### Aim of the exercise
Please select every line of the records that contains the word "floor" and copy each one out in full.

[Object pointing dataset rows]

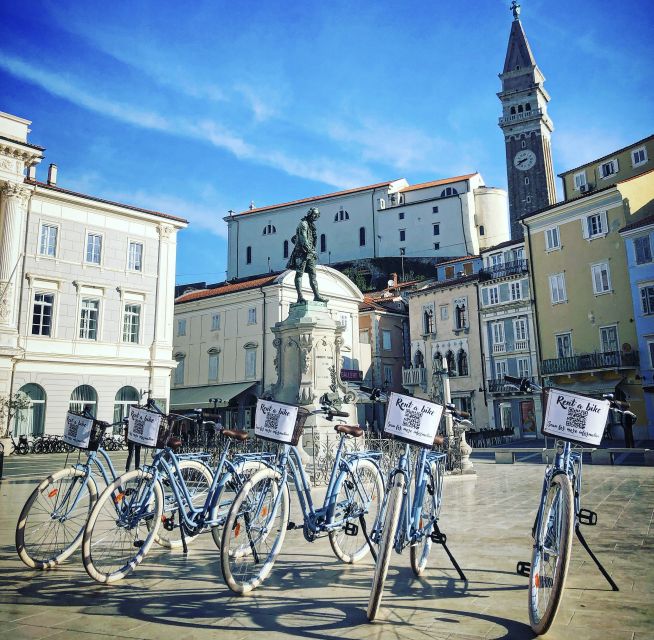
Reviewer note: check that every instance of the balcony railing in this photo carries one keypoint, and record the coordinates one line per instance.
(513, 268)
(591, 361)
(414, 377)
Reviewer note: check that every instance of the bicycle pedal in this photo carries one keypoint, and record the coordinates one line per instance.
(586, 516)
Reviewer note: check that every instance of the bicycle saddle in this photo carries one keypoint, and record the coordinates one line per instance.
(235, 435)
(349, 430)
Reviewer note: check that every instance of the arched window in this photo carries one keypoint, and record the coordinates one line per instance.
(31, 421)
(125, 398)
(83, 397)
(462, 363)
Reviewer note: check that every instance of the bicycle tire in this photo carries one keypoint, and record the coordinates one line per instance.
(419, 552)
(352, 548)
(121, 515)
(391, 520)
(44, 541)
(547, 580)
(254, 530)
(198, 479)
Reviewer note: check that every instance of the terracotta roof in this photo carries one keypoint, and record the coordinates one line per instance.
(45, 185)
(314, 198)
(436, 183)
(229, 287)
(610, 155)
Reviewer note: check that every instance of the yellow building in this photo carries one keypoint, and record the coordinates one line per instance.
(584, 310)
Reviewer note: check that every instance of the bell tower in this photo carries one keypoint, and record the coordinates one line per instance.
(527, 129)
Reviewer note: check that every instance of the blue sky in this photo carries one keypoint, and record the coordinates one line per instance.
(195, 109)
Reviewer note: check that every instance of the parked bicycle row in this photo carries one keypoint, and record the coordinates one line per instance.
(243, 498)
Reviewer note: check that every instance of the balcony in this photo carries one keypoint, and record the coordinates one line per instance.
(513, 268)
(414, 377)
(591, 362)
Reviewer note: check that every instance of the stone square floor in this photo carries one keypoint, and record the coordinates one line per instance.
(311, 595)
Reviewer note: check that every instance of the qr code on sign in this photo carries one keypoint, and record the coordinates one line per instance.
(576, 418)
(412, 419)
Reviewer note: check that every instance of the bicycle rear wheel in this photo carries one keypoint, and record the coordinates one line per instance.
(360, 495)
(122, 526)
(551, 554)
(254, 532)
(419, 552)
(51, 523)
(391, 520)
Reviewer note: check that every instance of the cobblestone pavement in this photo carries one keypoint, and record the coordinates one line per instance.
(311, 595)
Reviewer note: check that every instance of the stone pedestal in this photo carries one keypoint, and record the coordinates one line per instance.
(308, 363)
* * *
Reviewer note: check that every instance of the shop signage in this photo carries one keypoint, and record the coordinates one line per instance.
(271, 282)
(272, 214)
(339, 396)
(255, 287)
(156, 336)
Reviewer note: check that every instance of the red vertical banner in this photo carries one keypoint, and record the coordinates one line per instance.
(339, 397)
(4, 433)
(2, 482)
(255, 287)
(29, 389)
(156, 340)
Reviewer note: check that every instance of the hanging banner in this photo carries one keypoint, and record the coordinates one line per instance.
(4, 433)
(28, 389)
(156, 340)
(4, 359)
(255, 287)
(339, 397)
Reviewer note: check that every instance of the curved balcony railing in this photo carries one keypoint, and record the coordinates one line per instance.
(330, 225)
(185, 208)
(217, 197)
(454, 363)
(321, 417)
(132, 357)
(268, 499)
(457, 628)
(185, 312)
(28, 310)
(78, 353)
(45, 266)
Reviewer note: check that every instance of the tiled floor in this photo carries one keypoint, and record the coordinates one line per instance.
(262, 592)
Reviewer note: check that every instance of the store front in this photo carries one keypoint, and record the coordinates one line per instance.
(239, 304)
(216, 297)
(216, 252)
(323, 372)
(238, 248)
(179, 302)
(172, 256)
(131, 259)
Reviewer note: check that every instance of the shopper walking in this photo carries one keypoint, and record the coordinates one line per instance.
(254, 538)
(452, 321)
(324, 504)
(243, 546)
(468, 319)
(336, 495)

### Answer for the task
Reviewer note: check that every instance of the stone square floor in this photo carries one keypoint, and record the coordinates one line per instance.
Reviewer note: check that every instance of the tiled floor in this photo carries one keypoint, and record the coordinates one line per instance.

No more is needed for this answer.